To do: Make an exact copy of all the records.

Material:
[start]

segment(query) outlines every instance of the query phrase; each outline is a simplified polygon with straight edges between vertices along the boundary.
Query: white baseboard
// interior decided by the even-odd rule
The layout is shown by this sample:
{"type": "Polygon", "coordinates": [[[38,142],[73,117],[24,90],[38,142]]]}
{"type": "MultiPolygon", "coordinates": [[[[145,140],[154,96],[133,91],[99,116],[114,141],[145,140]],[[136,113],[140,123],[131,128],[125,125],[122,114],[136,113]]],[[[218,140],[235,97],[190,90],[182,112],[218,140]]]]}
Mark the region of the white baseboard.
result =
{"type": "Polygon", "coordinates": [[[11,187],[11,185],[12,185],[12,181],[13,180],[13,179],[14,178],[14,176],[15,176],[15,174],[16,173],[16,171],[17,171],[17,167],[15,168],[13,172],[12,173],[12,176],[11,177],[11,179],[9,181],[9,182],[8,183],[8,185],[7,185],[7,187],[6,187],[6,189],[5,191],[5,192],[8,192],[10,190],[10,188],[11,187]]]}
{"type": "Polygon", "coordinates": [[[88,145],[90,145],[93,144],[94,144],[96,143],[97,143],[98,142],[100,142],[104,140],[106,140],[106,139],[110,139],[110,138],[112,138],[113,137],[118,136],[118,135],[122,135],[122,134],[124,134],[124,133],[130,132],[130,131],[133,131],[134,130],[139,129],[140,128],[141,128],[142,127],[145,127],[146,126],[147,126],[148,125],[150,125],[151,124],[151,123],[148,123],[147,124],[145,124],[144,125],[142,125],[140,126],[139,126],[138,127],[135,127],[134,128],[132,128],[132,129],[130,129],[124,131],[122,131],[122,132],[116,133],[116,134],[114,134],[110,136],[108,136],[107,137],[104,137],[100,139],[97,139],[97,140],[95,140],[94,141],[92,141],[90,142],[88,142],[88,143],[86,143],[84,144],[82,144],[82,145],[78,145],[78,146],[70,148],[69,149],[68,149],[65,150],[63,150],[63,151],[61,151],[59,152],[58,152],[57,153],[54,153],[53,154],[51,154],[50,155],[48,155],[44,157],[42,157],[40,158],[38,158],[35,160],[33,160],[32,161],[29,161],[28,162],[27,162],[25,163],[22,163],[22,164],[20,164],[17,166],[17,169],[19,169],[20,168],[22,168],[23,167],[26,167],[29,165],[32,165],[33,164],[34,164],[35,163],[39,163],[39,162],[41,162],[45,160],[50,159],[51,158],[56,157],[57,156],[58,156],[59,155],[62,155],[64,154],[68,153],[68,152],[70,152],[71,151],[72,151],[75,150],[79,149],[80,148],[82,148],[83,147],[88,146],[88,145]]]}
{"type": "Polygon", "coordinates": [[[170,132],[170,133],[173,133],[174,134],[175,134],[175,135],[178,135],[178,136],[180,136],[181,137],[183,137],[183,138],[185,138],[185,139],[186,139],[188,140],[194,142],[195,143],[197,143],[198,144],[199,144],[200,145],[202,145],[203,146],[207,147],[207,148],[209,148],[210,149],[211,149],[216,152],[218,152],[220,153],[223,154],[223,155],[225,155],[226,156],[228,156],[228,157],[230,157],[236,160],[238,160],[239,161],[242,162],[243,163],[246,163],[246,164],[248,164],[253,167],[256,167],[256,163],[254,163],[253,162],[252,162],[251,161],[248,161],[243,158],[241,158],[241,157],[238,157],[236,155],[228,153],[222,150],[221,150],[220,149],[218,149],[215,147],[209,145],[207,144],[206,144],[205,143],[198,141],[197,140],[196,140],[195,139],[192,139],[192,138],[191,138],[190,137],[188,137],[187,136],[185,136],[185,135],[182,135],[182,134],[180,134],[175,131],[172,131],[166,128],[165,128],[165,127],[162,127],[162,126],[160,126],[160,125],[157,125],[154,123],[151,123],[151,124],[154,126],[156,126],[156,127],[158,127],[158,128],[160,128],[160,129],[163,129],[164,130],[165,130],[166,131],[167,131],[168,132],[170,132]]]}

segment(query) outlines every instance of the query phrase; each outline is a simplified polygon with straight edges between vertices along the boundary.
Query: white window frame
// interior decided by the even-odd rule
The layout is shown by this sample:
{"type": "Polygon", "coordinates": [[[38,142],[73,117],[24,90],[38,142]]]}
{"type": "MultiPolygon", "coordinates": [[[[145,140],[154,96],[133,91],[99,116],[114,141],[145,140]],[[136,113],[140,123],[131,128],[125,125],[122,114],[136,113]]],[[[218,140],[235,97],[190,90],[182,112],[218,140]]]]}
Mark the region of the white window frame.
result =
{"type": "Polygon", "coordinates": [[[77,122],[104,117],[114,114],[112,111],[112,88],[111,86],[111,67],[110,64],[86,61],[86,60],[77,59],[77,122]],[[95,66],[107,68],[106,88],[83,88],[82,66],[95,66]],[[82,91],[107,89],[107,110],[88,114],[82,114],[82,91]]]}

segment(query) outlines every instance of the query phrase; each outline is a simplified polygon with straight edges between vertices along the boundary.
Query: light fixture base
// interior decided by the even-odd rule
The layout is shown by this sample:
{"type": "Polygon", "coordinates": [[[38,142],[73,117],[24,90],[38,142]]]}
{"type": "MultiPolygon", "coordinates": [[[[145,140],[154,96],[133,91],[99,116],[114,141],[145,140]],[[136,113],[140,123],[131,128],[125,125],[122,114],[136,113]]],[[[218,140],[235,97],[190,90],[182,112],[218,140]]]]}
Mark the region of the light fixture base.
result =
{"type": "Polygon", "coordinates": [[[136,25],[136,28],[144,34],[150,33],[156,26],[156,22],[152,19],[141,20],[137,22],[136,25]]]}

[end]

Output of the exercise:
segment(query) outlines every instance of the query phrase; each outline is a simplified polygon with straight edges between vertices along the boundary.
Query: white baseboard
// interior decided by the even-odd rule
The layout is shown by this sample:
{"type": "Polygon", "coordinates": [[[38,142],[73,117],[24,90],[38,142]]]}
{"type": "MultiPolygon", "coordinates": [[[[145,140],[154,96],[133,91],[99,116],[114,141],[145,140]],[[136,113],[140,123],[131,128],[125,125],[122,114],[136,113]]],[[[218,140],[235,97],[190,90],[182,112],[218,140]]]]}
Mark the region of the white baseboard.
result =
{"type": "Polygon", "coordinates": [[[11,187],[11,185],[12,185],[12,181],[13,180],[13,179],[14,178],[14,176],[15,176],[15,174],[16,173],[16,171],[17,171],[17,167],[15,168],[13,172],[12,173],[12,176],[11,177],[11,179],[9,181],[9,182],[8,183],[8,185],[7,185],[7,187],[6,187],[6,189],[5,191],[5,192],[8,192],[10,190],[10,188],[11,187]]]}
{"type": "Polygon", "coordinates": [[[88,145],[90,145],[93,144],[94,144],[96,143],[97,143],[98,142],[100,142],[104,140],[106,140],[106,139],[110,139],[110,138],[112,138],[113,137],[118,136],[118,135],[122,135],[122,134],[124,134],[124,133],[130,132],[130,131],[133,131],[134,130],[139,129],[140,128],[141,128],[142,127],[145,127],[146,126],[147,126],[148,125],[150,125],[151,124],[151,123],[148,123],[147,124],[145,124],[144,125],[142,125],[140,126],[139,126],[138,127],[135,127],[134,128],[132,128],[132,129],[130,129],[124,131],[122,131],[122,132],[116,133],[116,134],[114,134],[110,136],[108,136],[107,137],[104,137],[100,139],[97,139],[97,140],[95,140],[94,141],[92,141],[90,142],[88,142],[88,143],[86,143],[84,144],[82,144],[82,145],[78,145],[78,146],[70,148],[69,149],[68,149],[65,150],[63,150],[63,151],[61,151],[59,152],[58,152],[57,153],[54,153],[53,154],[51,154],[50,155],[48,155],[44,157],[42,157],[40,158],[38,158],[35,160],[33,160],[32,161],[29,161],[28,162],[27,162],[25,163],[22,163],[22,164],[20,164],[17,166],[17,169],[19,169],[20,168],[22,168],[23,167],[26,167],[29,165],[32,165],[33,164],[34,164],[35,163],[39,163],[39,162],[41,162],[45,160],[50,159],[51,158],[56,157],[57,156],[58,156],[59,155],[62,155],[64,154],[68,153],[68,152],[70,152],[71,151],[72,151],[75,150],[79,149],[80,148],[82,148],[83,147],[88,146],[88,145]]]}
{"type": "Polygon", "coordinates": [[[170,132],[170,133],[173,133],[174,134],[175,134],[175,135],[178,135],[178,136],[180,136],[181,137],[183,137],[183,138],[185,138],[185,139],[186,139],[188,140],[194,142],[195,143],[197,143],[198,144],[199,144],[200,145],[202,145],[203,146],[207,147],[207,148],[209,148],[210,149],[211,149],[216,152],[218,152],[220,153],[223,154],[223,155],[225,155],[226,156],[228,156],[228,157],[230,157],[236,160],[238,160],[239,161],[242,162],[243,163],[246,163],[246,164],[248,164],[253,167],[256,167],[256,163],[254,163],[253,162],[252,162],[251,161],[248,161],[243,158],[241,158],[241,157],[238,157],[236,155],[228,153],[222,150],[221,150],[220,149],[218,149],[215,147],[209,145],[207,144],[206,144],[205,143],[198,141],[197,140],[196,140],[195,139],[192,139],[192,138],[191,138],[190,137],[188,137],[187,136],[185,136],[185,135],[182,135],[182,134],[180,134],[175,131],[172,131],[166,128],[165,128],[165,127],[162,127],[162,126],[160,126],[160,125],[157,125],[154,123],[151,123],[151,124],[154,126],[156,126],[156,127],[158,127],[158,128],[160,128],[160,129],[163,129],[164,130],[165,130],[166,131],[167,131],[168,132],[170,132]]]}

segment(query) outlines every instance of the query phrase; each outline is a simplified polygon with straight edges between vertices along the boundary.
Query: white window frame
// interior decided by the even-odd rule
The layout is shown by this sample:
{"type": "Polygon", "coordinates": [[[38,142],[73,117],[24,90],[38,142]]]}
{"type": "MultiPolygon", "coordinates": [[[[145,140],[154,96],[133,91],[99,116],[114,141],[145,140]],[[136,113],[140,123],[131,128],[125,125],[122,114],[136,113]]],[[[218,140],[235,97],[190,90],[182,112],[218,140]]]]}
Mark the region of the white window frame.
result =
{"type": "Polygon", "coordinates": [[[77,122],[104,117],[114,114],[112,111],[112,88],[111,86],[111,67],[110,64],[86,61],[86,60],[77,59],[77,122]],[[95,66],[107,68],[106,88],[83,88],[82,66],[95,66]],[[82,91],[107,89],[107,110],[88,114],[82,114],[82,91]]]}

segment(query) outlines every instance of the query phrase; each outline is a simplified polygon with straight edges between vertices along the boundary.
Query: light fixture base
// interior decided by the even-odd rule
The layout is shown by this sample:
{"type": "Polygon", "coordinates": [[[38,142],[73,117],[24,90],[38,142]]]}
{"type": "MultiPolygon", "coordinates": [[[[145,140],[154,96],[133,91],[99,116],[114,141],[145,140]],[[136,113],[140,123],[131,128],[125,125],[122,114],[136,113]]],[[[218,140],[235,97],[190,90],[182,112],[218,140]]]]}
Mark the region of the light fixture base.
result =
{"type": "Polygon", "coordinates": [[[136,25],[136,28],[144,34],[150,33],[156,26],[156,22],[152,19],[141,20],[137,22],[136,25]]]}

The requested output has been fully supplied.